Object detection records
[Start]
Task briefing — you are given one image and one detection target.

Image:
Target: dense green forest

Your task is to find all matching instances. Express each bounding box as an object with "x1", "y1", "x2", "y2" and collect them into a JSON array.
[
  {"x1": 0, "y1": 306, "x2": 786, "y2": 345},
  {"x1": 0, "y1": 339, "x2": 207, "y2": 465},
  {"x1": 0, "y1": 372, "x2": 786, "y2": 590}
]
[End]
Render every line of the records above as a Markdown table with the columns "Row" and "Line", numbering each line in order and omitting blank lines.

#### [Task response]
| Row | Line |
|---|---|
| 1 | Task briefing — you are given one image and one detection target. |
| 2 | Image: |
| 3 | Target: dense green forest |
| 4 | Your task is to find all matching instances. Express each bounding box as an object with "x1", "y1", "x2", "y2" and collect them into a JSON array. |
| 5 | [ |
| 6 |   {"x1": 0, "y1": 306, "x2": 786, "y2": 345}, |
| 7 |   {"x1": 0, "y1": 339, "x2": 207, "y2": 465}, |
| 8 |   {"x1": 0, "y1": 372, "x2": 786, "y2": 590} |
| 9 | ] |